◆ **CHECK YOUR UNDERSTANDING**
1 - In the medical-student passage below, list each diagnosis the writer runs through when having a headache, together with the reason given for dismissing it.
2 - Write the next part of the medical-student passage below, picking up after its final sentence.

I suppose the above rather inarticulate paragraph relates to a difficulty in being a medical student who has been a patient. The second "difficulty" I've encountered relates more to being a patient who is also a medical student. Medical students are renowned for being hypochondriacs. We all joke about having "medical student's disease" - ie thinking that we're suffering from every condition we've every studied. At exam time last year several of my friends suggested that my attacks of sweating and palpitations could be due to a phaeochromocytoma (a tumour which produces adrenaline) or an overactive thyroid (given that they only occurred when I was feeling particularly stressed and resolved as soon as exams were over, I'm going to assume that the diagnosis was actually "exam stress"). It sounds somewhat nonsensical, then, when I say that medical students and doctors are really, really bad at actually going to the doctors. Yes, every time I have a headache I briefly run through a list of potentially fatal diagnoses (sub arachnoid haemorrhage - not acute enough, brain tumour - not worse in the mornings, multiple sclerosis - no neurological deficit) but equally when I am actually unwell I can take some persuading to actually go visit my GP. I would recommend that if you suspect you may have a chest infection or your asthma is playing up, you go and see someone before you become so breathless that you can't speak in sentences anymore - if you do you might get sent in to the acute medical assessment unit where you're on placement and have to be examined by the consultant who is in charge of all students on medical placements. It's really awkward and embarrassing. Just don't go there.

◆ **SUPPLIED ENTRIES**
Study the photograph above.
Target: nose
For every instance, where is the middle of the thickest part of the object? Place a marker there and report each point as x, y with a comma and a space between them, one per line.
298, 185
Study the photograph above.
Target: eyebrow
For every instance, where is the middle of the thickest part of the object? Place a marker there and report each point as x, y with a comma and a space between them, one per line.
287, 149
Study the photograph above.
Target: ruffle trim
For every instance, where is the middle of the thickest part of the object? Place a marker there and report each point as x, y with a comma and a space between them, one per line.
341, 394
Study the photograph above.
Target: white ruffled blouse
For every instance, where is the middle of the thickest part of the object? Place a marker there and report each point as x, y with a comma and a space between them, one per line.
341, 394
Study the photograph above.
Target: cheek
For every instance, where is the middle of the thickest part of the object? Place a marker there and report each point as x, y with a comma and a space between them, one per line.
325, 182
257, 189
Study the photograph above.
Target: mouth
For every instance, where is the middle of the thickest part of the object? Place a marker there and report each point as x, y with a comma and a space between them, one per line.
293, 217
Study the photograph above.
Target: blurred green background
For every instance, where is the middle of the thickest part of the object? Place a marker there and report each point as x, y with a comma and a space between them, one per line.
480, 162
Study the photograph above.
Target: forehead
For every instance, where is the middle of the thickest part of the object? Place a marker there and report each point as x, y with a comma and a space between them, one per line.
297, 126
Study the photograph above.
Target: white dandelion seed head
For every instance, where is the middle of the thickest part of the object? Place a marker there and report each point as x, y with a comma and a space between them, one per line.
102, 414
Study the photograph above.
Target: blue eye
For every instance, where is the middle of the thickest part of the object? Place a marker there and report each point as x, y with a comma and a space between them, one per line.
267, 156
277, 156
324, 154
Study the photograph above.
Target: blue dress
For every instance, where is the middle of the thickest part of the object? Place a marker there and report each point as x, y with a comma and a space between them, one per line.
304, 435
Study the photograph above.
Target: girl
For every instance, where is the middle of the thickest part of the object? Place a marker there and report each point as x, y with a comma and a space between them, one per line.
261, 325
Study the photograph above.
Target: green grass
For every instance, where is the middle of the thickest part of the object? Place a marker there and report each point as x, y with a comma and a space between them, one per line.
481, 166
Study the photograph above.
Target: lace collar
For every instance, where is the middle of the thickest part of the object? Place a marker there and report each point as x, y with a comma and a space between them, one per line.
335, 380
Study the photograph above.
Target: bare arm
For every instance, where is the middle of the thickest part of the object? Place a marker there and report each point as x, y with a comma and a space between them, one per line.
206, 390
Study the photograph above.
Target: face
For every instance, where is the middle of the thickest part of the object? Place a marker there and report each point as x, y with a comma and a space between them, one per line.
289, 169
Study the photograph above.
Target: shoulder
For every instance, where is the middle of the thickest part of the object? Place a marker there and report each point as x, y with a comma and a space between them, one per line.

◆ **RESULTS OF THE EXERCISE**
1 -
- sub arachnoid haemorrhage: not acute enough
- brain tumour: not worse in the mornings
- multiple sclerosis: no neurological deficit

2 -
Why is it that we are so reluctant to seek medical attention? I think there's definitely a large component of thinking that our symptoms aren't serious enough  to be deserving of a doctor's time - after all, that old lady we admitted last week was walking around with a raging pneumonia for 3 weeks before she saw her doctor, so our cough/pain/bleeding/whatever is just not worth wasting someone's time over. I find that this is something which has worsened dramatically for me since I was told about "heart sink" or "fat file" patients. This is a horrible term that some (and I must stress NOT all, by any stretch) health care professionals use to describe patients who are forever appearing with a variety of ailments and complaints which rarely turn out to have any identifiable organic cause - the term "fat file" is obviously because they have huge volumes of notes, and "heart sink" because they walk into the room and your heart sinks knowing that they will have another complaint you are unable to resolve. I now have a dread of being labelled one of these "heart sinks". I'm relatively young and have seen, as I mentioned, various specialists for different problems. I'm horrified by the idea of being that patient who the GP dreads, that person who is discussed at practice meetings because no one knows what to do with them any more... I know realistically that I probably am not the type of patient our tutors mean when they talk about this sort of thing - but it doesn't stop me thinking twice (or three or four times) before actually seeing my doctor!

Right, I was up at 6 to go to a clinic 2 hours away so I think it's bedtime now!